- [Task description]:
Return the entries below exactly as written.

- [Referring expression data]:
▼
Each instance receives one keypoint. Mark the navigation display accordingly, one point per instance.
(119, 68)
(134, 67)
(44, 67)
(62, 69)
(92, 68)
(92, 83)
▲
- [Answer section]:
Each instance receives one keypoint. Mark the navigation display accordingly, one point per instance.
(119, 68)
(134, 67)
(44, 67)
(62, 69)
(92, 68)
(92, 83)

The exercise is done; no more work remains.